** WHAT IS BEING ASKED **
According to the Knight Webb Gallery archive, how many of the seven Knutsson paintings sold at Market Art Fair 2018 went to young families?

** GIVEN PASSAGE **

****************************************

Author Archive

 

In A Silent Way | 2018 Battersea

Tuesday, June 5th, 2018

Knight Webb Gallery’s opening exhibition at our new space in Battersea is a revival of In a Silent Way with artists Anders Knutsson and Lesley Hilling. The combination of organic wooden structures and gentle monochrome painting demonstrates a natural connection between artistic styles, both visibly and conceptually.

 

Knutsson’s paintings are a synthesis of Nordic and American culture, combining Minimalism, Abstract Expressionism, and Northern Romanticism. Equilibrium and understatement are the foundation of everything Knutsson creates.

Hilling’s wall sculptures instantly recognisable for their organic, architectural forms and understated elegance. In her practice there is a system of scouring the streets for materials, and sometimes destroying them before their transformation into sculpture. Lesley values nostalgia. Her house and her sculpture practice are testament to a strong attachment to the past. The recycling of materials has grown out of her core values.

 

Beyond The Blue Horizon 2017, 70 cm x 75 cm x 19 cm, Antique wood and piano parts

 

Anders Knutsson

Anders Knutsson

Red Hot 2015, 148 cm x 105 cm, Wax Oil on Linen

Market Art Fair

Tuesday, April 24th, 2018

Knutsson’s paintings were increasingly popular with young Swedish collectors at Market Art Fair 2018.

 

Knight Webb Gallery presented 50 years of Monochrome painting by Anders Knutsson, selling most large works on the booth. Knutsson’s collector base seems to be shifting, with five out of seven painting sold to young families.

 

We hope to return next year.

Art Miami – ‘Hot Tub’ – A solo presentation of Berlin artist Juliane Hundertmark

Friday, October 20th, 2017

 

I arrived at Art Miami with my son Louis a few days before the fair. We needed to set up a complex installation which included a fully functioning hot tub. We had arranged a hot tub sponsor, but had heard nothing from them for over a week. Two days before the fair we drove to the hot tub retailer’s address and there was nothing there, just a concrete floor and some leaves!

****************************************

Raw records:
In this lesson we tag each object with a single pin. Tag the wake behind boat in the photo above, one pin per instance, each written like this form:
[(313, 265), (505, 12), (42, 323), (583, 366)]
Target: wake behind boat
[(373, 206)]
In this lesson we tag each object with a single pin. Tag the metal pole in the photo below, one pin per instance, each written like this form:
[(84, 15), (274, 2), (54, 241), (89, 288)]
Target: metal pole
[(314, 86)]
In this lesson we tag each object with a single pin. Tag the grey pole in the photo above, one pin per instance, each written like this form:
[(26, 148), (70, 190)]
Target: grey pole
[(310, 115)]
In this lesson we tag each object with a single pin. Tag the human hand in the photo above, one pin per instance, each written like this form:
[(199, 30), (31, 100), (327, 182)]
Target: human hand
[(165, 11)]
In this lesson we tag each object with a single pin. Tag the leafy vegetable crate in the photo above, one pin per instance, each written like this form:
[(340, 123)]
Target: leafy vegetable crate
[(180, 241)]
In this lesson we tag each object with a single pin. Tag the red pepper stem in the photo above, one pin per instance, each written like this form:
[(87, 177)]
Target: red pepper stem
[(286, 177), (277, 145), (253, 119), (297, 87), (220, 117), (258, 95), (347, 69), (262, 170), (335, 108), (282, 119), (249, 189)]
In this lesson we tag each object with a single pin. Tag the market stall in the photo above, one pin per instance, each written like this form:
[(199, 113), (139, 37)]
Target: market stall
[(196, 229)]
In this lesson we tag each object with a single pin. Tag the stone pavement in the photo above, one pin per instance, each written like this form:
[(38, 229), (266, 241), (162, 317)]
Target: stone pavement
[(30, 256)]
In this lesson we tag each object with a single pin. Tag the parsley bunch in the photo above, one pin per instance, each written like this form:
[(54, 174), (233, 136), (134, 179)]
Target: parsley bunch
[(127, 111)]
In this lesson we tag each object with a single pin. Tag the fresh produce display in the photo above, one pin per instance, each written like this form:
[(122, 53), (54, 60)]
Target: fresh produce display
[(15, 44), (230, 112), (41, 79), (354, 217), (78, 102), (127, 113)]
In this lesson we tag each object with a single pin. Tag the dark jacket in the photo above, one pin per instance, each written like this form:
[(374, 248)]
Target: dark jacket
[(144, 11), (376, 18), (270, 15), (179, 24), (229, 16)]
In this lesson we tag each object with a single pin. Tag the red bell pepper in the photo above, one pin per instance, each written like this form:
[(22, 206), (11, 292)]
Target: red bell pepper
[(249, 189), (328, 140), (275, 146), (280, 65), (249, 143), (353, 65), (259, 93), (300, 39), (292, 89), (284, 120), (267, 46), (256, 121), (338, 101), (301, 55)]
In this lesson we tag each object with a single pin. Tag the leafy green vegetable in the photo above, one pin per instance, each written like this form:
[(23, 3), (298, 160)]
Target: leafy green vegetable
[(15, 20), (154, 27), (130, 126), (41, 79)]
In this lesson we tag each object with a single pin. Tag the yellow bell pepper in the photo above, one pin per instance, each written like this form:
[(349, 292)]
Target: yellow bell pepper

****************************************

** FINAL ANSWER **
Five